GEGEBENE DATEN:
◇ ◇ ◇ ◇ ◇ ◇ ◇

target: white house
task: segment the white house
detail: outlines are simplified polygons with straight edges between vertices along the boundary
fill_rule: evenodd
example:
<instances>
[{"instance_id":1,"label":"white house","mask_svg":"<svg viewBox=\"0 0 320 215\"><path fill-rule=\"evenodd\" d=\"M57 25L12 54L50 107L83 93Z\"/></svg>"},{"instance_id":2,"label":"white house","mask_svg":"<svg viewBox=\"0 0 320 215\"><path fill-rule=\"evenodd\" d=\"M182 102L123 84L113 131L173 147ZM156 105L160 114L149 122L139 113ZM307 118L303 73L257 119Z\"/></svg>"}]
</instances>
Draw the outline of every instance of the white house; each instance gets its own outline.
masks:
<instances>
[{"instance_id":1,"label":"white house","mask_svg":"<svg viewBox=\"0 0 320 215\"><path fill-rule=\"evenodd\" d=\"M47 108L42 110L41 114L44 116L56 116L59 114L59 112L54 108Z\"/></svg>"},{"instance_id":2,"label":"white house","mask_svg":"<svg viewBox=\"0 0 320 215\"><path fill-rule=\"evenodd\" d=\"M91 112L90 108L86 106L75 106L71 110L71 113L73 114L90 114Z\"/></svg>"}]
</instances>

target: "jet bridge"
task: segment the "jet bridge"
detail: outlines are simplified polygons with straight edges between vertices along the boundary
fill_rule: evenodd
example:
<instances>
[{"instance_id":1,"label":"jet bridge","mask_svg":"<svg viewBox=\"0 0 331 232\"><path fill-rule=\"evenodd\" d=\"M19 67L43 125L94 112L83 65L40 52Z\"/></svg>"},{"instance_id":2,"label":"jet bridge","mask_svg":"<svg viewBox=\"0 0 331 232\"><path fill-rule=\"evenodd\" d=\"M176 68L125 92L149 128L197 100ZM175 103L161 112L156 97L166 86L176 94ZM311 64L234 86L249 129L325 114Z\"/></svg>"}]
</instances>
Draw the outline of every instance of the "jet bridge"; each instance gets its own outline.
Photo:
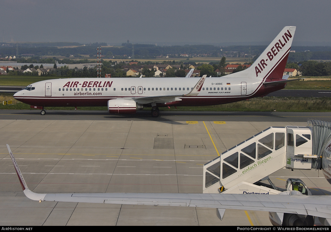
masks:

◇ ◇ ◇ ◇ ◇ ◇ ◇

DEINE AUFGABE:
Kannst du die gesamten Daten oben Zeile für Zeile unverändert abschreiben und dabei nur die Bilder weglassen?

LÖSUNG:
target: white house
task: segment the white house
detail: outlines are simplified polygons with straight edges between vertices along the boundary
fill_rule: evenodd
example:
<instances>
[{"instance_id":1,"label":"white house","mask_svg":"<svg viewBox=\"0 0 320 215\"><path fill-rule=\"evenodd\" d=\"M57 25L12 54L50 107L83 93Z\"/></svg>"},{"instance_id":2,"label":"white house","mask_svg":"<svg viewBox=\"0 0 320 215\"><path fill-rule=\"evenodd\" d=\"M182 102L123 84L113 131L173 147ZM156 105L160 114L149 122L139 113ZM307 118L303 73L257 119Z\"/></svg>"}]
</instances>
Draw the outline of every instance of the white house; each instance gets its own outline.
masks:
<instances>
[{"instance_id":1,"label":"white house","mask_svg":"<svg viewBox=\"0 0 320 215\"><path fill-rule=\"evenodd\" d=\"M47 108L42 110L41 114L44 116L56 116L59 114L59 112L54 108Z\"/></svg>"},{"instance_id":2,"label":"white house","mask_svg":"<svg viewBox=\"0 0 320 215\"><path fill-rule=\"evenodd\" d=\"M91 112L90 108L86 106L75 106L71 110L71 113L73 114L90 114Z\"/></svg>"}]
</instances>

target: "jet bridge"
task: segment the "jet bridge"
detail: outlines are simplified polygons with straight edges between vertices along the boundary
fill_rule: evenodd
example:
<instances>
[{"instance_id":1,"label":"jet bridge","mask_svg":"<svg viewBox=\"0 0 331 232\"><path fill-rule=\"evenodd\" d=\"M19 67L43 125L94 112L83 65L40 52Z\"/></svg>"},{"instance_id":2,"label":"jet bridge","mask_svg":"<svg viewBox=\"0 0 331 232\"><path fill-rule=\"evenodd\" d=\"M176 68L125 92L149 128L197 100ZM175 103L161 112L156 97L166 86L176 94ZM311 64L234 86L249 129L325 114Z\"/></svg>"}]
</instances>
Draw the outline of every instance of the "jet bridge"; each instance gets its own outline.
Photo:
masks:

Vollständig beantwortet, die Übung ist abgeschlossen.